OBJETIVO DE LA TAREA:
Reproduce sin cambios el fragmento del texto sobre Diario pinchado que empieza en "En ese sentido, parece" y termina en "instancia, ¿esto es escribir?".

TEXTO DEL EJERCICIO:
Diario pinchado es un libro audaz en un sentido doble porque critica algo que muy pocos se atreven a criticar: el sistema de becas mundial y los escritores institucionales o becarios eternos, en este caso poetas lamentables. Y en un segundo nivel (que debiera ser el primero), el nivel de la escritura misma, imita una escritura que prácticamente todas y todos están desarrollando en nuestro continente, manual en mano: primera persona, en presente, diario cotidiano sin ningún tipo de profundidad, sin ningún tipo de lenguaje salvo el de la reproducción de los perfiles, para recordar a una poeta extraordinaria.
En ese sentido, parece un metadiario de una literatura antiliteraria, que es el sucedáneo de literatura que impera hoy. No me canso de repetir la frase de Strafacce: si no sos Proust, no me contés tu merienda. En “su” escritura, Mercedes Halfón emplea una mimesis de la lectura que hace de sus contemporáneos, donde por ejemplo se pregunta “¿Qué son los poemas que escriben los latinoamericanos residentes en Berlín?”; donde, de manera tácita, a lo largo de todo el libro, queda planteada una pregunta por la escritura: ¿Anotar diarios fomes es literatura? O en primera instancia, ¿esto es escribir?

Datos de expresiones referenciales:
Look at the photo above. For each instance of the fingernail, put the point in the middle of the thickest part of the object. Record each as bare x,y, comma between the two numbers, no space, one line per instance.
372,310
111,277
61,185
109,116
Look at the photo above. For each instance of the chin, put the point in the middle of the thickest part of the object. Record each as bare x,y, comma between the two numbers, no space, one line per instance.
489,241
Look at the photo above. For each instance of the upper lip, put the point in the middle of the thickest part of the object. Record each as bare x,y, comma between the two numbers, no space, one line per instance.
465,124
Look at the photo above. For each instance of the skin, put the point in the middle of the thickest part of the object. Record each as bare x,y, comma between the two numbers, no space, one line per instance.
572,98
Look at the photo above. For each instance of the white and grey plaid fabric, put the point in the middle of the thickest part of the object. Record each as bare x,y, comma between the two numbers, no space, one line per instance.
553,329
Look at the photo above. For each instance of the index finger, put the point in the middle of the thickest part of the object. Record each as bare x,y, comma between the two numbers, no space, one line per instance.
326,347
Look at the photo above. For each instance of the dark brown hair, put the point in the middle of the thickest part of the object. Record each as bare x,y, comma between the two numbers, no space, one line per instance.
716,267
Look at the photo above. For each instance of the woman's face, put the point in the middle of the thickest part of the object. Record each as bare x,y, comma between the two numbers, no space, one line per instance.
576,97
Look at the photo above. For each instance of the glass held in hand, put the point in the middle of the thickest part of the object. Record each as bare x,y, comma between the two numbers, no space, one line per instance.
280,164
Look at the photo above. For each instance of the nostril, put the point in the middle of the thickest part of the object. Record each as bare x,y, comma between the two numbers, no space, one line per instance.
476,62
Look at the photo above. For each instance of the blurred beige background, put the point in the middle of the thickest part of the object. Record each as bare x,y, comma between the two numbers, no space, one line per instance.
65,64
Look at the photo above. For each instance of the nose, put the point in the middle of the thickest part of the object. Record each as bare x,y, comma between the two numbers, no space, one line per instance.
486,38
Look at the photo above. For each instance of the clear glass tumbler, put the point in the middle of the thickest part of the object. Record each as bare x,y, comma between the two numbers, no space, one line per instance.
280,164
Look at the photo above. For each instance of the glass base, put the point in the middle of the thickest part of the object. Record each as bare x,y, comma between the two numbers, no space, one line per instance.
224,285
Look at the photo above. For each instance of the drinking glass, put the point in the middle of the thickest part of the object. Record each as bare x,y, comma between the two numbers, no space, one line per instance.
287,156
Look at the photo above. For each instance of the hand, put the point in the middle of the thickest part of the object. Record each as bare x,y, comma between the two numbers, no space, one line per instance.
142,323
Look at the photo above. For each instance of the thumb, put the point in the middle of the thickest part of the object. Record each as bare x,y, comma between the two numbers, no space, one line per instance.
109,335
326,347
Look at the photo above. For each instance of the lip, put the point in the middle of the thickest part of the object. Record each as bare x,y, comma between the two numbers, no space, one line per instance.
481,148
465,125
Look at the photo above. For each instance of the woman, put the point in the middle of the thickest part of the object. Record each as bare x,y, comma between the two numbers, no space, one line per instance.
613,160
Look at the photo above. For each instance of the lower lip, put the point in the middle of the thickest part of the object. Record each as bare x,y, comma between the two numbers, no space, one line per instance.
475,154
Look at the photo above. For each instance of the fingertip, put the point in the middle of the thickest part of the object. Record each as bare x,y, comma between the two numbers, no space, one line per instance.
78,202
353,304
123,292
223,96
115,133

RESULTADO:
En ese sentido, parece un metadiario de una literatura antiliteraria, que es el sucedáneo de literatura que impera hoy. No me canso de repetir la frase de Strafacce: si no sos Proust, no me contés tu merienda. En “su” escritura, Mercedes Halfón emplea una mimesis de la lectura que hace de sus contemporáneos, donde por ejemplo se pregunta “¿Qué son los poemas que escriben los latinoamericanos residentes en Berlín?”; donde, de manera tácita, a lo largo de todo el libro, queda planteada una pregunta por la escritura: ¿Anotar diarios fomes es literatura? O en primera instancia, ¿esto es escribir?